Goal of the exercise: Give the records again exactly, with every character kept.

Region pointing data
=== Section Start ===
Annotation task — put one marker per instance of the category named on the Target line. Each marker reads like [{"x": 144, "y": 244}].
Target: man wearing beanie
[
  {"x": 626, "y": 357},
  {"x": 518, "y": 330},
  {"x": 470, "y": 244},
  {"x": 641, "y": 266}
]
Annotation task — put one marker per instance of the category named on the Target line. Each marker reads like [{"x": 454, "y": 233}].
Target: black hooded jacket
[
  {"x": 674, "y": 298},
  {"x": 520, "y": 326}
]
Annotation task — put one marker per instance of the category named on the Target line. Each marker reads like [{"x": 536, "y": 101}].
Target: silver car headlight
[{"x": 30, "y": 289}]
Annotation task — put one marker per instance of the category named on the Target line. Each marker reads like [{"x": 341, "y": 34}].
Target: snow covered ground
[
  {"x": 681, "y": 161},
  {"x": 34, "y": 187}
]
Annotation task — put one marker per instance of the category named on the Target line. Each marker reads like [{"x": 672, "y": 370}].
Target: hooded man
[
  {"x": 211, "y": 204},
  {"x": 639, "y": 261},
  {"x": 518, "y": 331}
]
=== Section End ===
Solution to this task:
Annotation task — put one marker per instance of the category named on the Target line. Each marker reads like [{"x": 144, "y": 244}].
Target: man wearing beanie
[
  {"x": 626, "y": 357},
  {"x": 518, "y": 330},
  {"x": 470, "y": 244},
  {"x": 641, "y": 266}
]
Annotation task — put one marker per instance of the category named on the Target line. Each marker reads like [{"x": 454, "y": 233}].
Target: black hooded jacket
[
  {"x": 674, "y": 298},
  {"x": 520, "y": 326}
]
Annotation task — put one marker per instance of the category named on the Target line. Each marker reads like [{"x": 536, "y": 101}].
Target: silver car headlight
[{"x": 30, "y": 289}]
Annotation task — put one marker per instance of the category named on the Target line. Each marker reads like [{"x": 341, "y": 34}].
Target: snow covered ground
[
  {"x": 681, "y": 161},
  {"x": 34, "y": 187}
]
Annotation task — put one marker per instance of the category named on the Target line. Each marker reads like [{"x": 672, "y": 370}].
Target: hooded man
[
  {"x": 211, "y": 204},
  {"x": 639, "y": 261},
  {"x": 518, "y": 331}
]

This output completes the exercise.